-- LESETEXT --
**********
Es ist daher wenig verwunderlich, dass viele eher progressive Kommentator*innen zu negativen Analysen bezüglich des grünen Strategiewechsels kommen. Der Aufsehen erregendste davon war sicherlich Robert Pausch mit "Die Habeckisierung ist gescheitert". Seine Analyse postuliert effektiv, dass die Grünen all die Schritte dieses Strategiewechsels bereits seit 2018 (als Habeck und Baerbock Vorsitzende wurden) betrieben und sich einer unideologischen Strategie pragmatischer Kompromisse verschrieben hätten. Dies sei offensichtlich weder von der Presse noch den politischen Gegnern goutiert worden. Entsprechend sei der aktuelle Versuch, mehr vom Gleichen zu unternehmen, zum Scheitern verurteilt. Ähnlich sieht das auch Jonas Schaible, der vor allem die die Hilflosigkeit der Partei betont.
Was diese Art der Argumentation stichhaltig macht, ist die Erfahrung der SPD. Dieselbe Dynamik plagte die Partei für über ein Jahrzehnt, und sie erholte sich nie davon. Dass Scholz 2021 mit rund 24% Kanzler werden konnte, wo Steinmeiers 23% im Jahr 2009 das schlechtesvorstellbare Ergebnis aller Zeiten darstellte, lag an der Schwäche der CDU und dem Aufstieg der vormaligen Kleinparteien, nicht an einer wiedergewonnen Stärke der SPD. Was genau wäre die Hoffnung der 10%-Grünen an dieser Stelle? "Mehr vom Gleichen" ist nie ein besonders gutes Rezept, wenn man gerade am Verlieren ist.
Aber.
Ich werde das Gefühl nicht los, dass diese Analysen ein zentrales Problem haben: so eingängig sie sind, sie bieten keine echte Alternative. Glaubt jemand ernsthaft, ein Kurs auf "open borders" (um den verbrannten Begriff hier mal polemisch zu gebrauchen), Fleischverbot und Tempolimit, am besten mit "Liter Benzin für 10€" gepaart, würde die Herzen für 20% bei den nächsten Wahlen gewinnen? Die Migrationsfrage ist gerade in einem gewaltigen Ausmaß salient. Die Grünen können das Thema nicht ignorieren, und ich sehe keine realistische Strategie, die nicht in den aktuellen Verschärfungsdiskurs einstiegt. Schon alleine deswegen, weil man das bisher verleugnet hat, wie ich im Podcast mit Ariane auch schon argumentiert habe. Hätte man eine vernünftige Alternative in der Schublade, könnte man die rausholen. Aber man steht blank. Das ist ein typisches Problem in der Politik. Alle Parteien außer den Grünen hatten das 2019 im Angesicht der FFF-Proteste, um nur ein Beispiel zu nennen. Aber deswegen müssen sie gerade dem Zeitgeist hechelnd hinterherrennen, nicht in der Hoffnung, Stimmen zu gewinnen, sondern die Verluste zu begrenzen.
**********
-- BEREITGESTELLTE DATENSÄTZE --
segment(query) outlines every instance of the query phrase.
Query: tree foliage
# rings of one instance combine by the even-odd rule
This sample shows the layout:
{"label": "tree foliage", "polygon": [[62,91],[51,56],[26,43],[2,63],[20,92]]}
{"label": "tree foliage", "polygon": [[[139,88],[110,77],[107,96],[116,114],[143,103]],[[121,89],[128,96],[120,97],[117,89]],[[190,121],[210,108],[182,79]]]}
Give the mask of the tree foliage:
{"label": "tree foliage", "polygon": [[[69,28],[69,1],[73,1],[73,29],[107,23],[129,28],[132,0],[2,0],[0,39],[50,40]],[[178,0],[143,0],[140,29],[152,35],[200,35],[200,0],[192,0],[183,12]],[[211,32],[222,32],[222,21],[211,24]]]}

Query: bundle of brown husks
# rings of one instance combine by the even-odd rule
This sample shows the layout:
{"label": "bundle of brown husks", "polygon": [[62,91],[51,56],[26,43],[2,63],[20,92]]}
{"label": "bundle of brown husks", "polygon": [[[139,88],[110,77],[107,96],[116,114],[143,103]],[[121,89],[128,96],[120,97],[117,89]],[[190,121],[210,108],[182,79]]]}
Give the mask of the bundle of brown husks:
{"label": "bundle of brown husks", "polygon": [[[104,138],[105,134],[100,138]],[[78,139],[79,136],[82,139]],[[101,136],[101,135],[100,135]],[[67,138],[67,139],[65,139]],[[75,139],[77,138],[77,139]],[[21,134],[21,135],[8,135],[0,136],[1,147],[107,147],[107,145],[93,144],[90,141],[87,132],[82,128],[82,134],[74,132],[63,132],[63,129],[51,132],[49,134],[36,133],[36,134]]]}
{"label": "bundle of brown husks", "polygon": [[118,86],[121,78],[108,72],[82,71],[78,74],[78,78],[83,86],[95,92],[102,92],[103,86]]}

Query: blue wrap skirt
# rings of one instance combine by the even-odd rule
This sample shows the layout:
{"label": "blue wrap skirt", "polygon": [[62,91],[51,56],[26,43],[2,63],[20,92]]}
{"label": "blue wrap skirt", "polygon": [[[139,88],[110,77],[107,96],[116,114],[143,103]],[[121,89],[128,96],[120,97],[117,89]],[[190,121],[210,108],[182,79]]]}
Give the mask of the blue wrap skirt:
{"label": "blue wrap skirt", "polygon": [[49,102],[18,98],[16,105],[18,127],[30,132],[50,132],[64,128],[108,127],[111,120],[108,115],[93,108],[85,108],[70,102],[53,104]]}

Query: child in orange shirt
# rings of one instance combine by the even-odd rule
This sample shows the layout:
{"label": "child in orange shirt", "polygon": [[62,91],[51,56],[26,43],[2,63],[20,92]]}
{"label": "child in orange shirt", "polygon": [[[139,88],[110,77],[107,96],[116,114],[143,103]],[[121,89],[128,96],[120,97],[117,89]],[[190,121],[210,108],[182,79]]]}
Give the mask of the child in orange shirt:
**********
-- AUFGABEN --
**1.** Beantworte anhand des Lesetexts:
(a) Welchen Titel trägt der Beitrag von Robert Pausch?
(b) Mit welchem ungefähren Stimmenanteil wurde Scholz 2021 Kanzler?
(c) Welche Frage ist gerade in einem gewaltigen Ausmaß salient?
**2.** Schreibe den Abschnitt der Datensätze, der mit der Zeile beginnt, die "Query: child in orange shirt" enthält, und bis zum Ende der Datensätze reicht, als JSON-Liste von Zeichenketten um. Beide Enden gehören dazu, jede Zeile wird ein Eintrag, und Leerzeilen entfallen.

-- VOLLSTÄNDIGE LÖSUNGEN --
**1.**
(a) "Die Habeckisierung ist gescheitert"
(b) Mit rund 24 %.
(c) Die Migrationsfrage.

**2.**
[
  "Query: child in orange shirt",
  "# rings of one instance combine by the even-odd rule",
  "This sample shows the layout:",
  "{\"label\": \"child in orange shirt\", \"polygon\": [[62,91],[51,56],[26,43],[2,63],[20,92]]}",
  "{\"label\": \"child in orange shirt\", \"polygon\": [[[139,88],[110,77],[107,96],[116,114],[143,103]],[[121,89],[128,96],[120,97],[117,89]],[[190,121],[210,108],[182,79]]]}",
  "Give the mask of the child in orange shirt:"
]